__WHAT TO PRODUCE__.
Identify every line in the items below that contains the word "turquoise" and copy each such line in full. Case counts.

__Dataset items on the locations of objects__.
------------------------------------------------

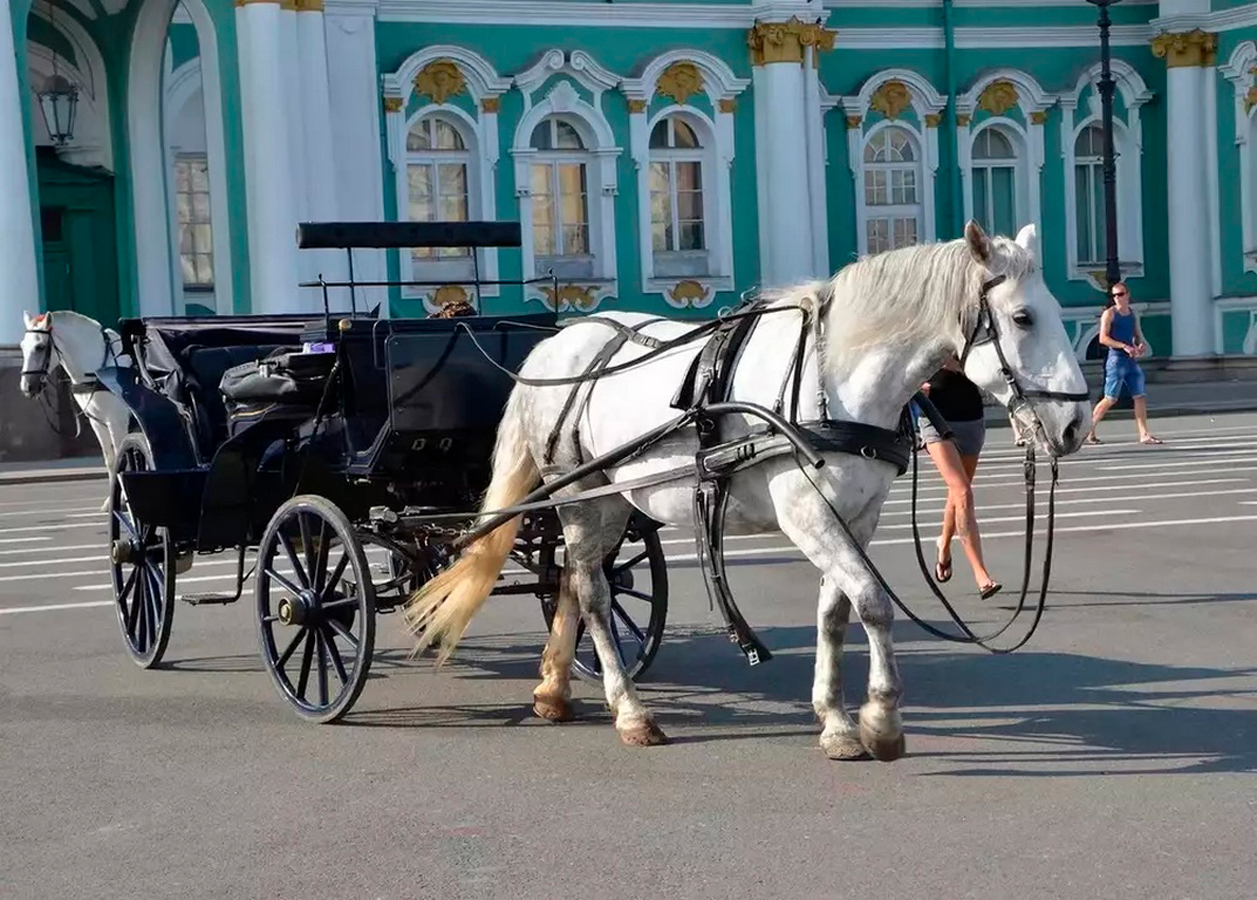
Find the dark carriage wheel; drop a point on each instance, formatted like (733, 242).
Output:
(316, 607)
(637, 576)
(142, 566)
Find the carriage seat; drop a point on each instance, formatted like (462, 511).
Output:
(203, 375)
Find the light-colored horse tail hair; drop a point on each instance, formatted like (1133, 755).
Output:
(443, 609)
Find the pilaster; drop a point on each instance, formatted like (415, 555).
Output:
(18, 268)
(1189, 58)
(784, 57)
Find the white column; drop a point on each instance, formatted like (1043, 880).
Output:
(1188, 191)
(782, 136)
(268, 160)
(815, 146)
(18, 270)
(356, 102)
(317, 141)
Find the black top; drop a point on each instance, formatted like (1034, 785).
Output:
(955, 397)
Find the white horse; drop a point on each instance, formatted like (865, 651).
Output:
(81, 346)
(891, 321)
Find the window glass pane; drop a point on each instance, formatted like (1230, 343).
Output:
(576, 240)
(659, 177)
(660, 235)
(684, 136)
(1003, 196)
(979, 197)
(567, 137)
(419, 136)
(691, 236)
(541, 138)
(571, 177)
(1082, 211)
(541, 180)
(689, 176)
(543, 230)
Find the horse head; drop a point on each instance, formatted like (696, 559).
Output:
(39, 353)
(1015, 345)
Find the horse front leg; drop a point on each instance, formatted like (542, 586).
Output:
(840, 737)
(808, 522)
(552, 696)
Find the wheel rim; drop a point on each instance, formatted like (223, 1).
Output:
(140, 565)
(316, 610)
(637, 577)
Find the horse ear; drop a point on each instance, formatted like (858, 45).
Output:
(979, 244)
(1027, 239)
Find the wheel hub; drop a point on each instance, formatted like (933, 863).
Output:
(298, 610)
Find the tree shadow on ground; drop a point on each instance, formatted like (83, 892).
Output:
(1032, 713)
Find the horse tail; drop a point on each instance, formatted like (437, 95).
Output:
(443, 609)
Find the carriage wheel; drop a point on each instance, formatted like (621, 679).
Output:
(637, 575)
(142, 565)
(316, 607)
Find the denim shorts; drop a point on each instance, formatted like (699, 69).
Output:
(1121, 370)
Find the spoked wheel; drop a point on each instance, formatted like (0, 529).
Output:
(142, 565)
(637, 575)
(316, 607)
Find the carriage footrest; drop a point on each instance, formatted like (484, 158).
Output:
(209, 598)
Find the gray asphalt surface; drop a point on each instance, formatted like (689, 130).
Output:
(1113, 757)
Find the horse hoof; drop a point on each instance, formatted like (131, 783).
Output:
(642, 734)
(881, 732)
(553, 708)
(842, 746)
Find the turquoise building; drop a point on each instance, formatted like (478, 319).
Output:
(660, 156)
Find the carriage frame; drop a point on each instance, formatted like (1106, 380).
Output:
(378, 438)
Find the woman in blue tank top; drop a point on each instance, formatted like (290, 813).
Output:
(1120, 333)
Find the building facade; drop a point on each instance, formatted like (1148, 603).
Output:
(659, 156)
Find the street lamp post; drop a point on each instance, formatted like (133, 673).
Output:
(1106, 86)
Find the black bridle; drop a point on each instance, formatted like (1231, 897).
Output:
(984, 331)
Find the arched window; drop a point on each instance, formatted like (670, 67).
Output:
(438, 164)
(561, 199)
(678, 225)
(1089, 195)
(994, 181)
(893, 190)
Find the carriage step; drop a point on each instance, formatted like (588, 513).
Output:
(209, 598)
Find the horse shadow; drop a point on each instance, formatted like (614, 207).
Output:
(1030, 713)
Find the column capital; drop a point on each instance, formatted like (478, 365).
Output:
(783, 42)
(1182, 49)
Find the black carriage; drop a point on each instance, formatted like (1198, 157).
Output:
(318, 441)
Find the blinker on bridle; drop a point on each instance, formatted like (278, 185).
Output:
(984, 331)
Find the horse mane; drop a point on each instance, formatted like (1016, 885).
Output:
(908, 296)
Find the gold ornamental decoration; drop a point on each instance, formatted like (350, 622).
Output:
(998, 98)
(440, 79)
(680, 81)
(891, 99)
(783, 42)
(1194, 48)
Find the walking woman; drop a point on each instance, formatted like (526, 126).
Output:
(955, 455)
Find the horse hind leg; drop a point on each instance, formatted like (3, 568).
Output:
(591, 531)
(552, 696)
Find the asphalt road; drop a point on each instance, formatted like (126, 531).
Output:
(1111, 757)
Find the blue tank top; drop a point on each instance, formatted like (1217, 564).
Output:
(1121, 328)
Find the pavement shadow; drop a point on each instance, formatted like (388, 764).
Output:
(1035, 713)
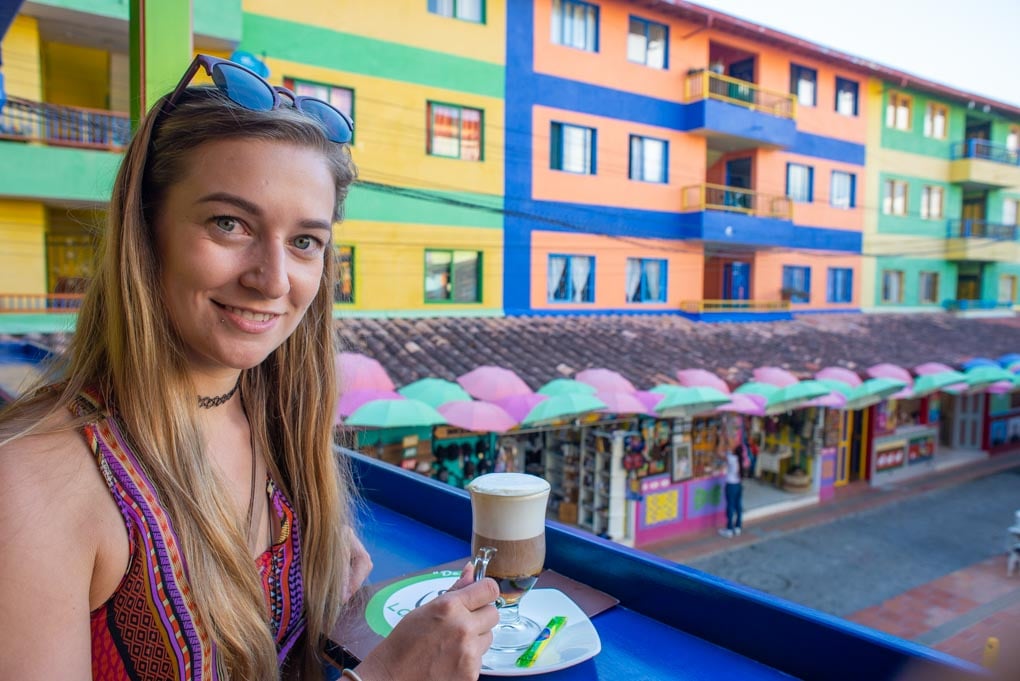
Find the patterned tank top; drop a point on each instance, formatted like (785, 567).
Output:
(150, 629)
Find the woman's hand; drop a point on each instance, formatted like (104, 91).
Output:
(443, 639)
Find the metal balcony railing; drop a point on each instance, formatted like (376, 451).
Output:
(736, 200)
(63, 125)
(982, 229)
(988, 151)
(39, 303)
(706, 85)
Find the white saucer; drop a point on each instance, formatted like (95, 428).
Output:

------------------------------------------------

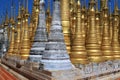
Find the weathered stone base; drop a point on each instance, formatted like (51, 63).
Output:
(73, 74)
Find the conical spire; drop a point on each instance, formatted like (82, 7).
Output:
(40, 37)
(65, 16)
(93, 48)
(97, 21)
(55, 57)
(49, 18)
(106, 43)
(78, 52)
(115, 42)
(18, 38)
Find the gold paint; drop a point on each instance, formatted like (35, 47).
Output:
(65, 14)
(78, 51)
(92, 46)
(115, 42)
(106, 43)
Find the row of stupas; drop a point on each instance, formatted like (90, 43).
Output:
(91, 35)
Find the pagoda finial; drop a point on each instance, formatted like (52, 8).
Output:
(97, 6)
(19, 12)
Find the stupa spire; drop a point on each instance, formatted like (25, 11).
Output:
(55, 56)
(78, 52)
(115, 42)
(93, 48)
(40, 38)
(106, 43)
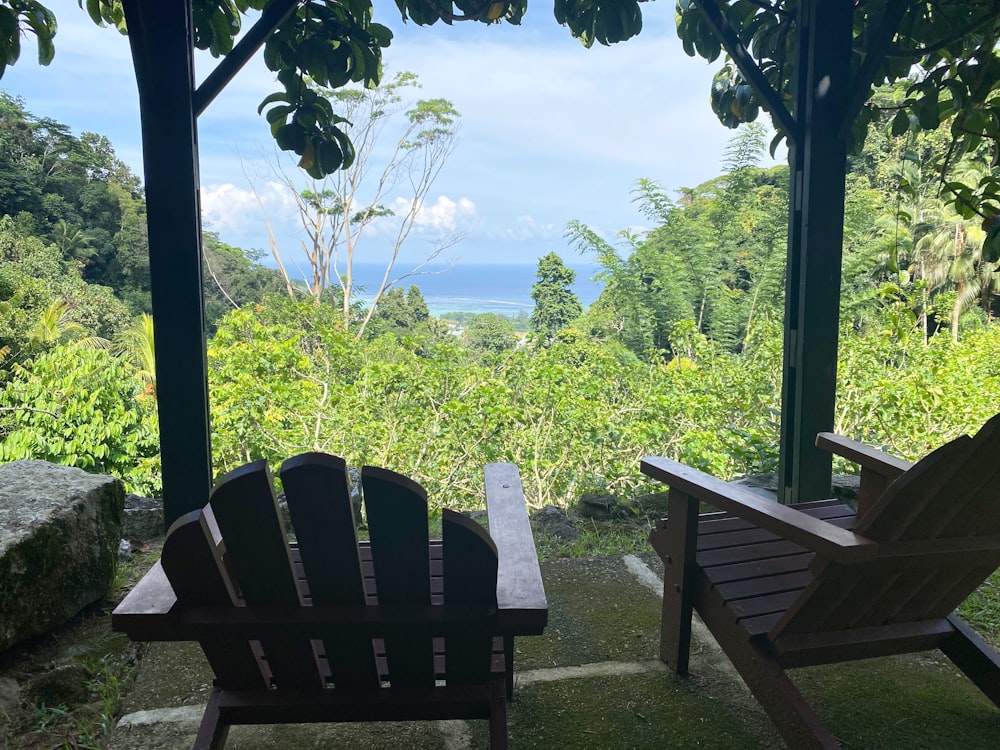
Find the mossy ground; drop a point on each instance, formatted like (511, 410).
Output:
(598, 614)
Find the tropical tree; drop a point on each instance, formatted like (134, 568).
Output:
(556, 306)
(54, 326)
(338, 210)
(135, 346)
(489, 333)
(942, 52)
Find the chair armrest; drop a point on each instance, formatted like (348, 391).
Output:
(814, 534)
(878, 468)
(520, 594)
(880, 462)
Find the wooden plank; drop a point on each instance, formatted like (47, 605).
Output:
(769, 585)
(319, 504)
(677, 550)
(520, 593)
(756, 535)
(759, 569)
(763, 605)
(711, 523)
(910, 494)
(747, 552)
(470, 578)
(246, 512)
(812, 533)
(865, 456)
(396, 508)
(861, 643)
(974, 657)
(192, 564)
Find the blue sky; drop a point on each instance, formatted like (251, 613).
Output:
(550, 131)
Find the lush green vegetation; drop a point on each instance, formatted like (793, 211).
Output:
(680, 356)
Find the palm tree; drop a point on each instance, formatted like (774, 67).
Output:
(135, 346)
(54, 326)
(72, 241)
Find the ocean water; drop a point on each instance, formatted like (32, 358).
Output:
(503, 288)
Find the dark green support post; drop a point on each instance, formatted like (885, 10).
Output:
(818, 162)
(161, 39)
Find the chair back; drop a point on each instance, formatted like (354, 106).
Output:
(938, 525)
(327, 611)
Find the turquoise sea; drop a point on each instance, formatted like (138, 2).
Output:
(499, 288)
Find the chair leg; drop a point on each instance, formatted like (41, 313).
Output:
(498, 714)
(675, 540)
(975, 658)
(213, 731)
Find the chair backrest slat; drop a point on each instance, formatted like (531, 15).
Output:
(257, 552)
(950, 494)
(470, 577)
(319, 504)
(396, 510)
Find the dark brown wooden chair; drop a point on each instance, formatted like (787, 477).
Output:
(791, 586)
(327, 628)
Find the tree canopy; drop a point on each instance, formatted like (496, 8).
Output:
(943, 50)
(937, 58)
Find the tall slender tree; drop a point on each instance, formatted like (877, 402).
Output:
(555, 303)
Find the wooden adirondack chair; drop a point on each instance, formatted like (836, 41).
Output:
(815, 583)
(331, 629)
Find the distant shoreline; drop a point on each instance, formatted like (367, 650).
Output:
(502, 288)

------------------------------------------------

__ANSWER TO THIS PROBLEM__.
Find the turquoise building; drop a point on each instance, formatted like (478, 319).
Find the turquoise sea; drop a point on each instance, formatted like (138, 2).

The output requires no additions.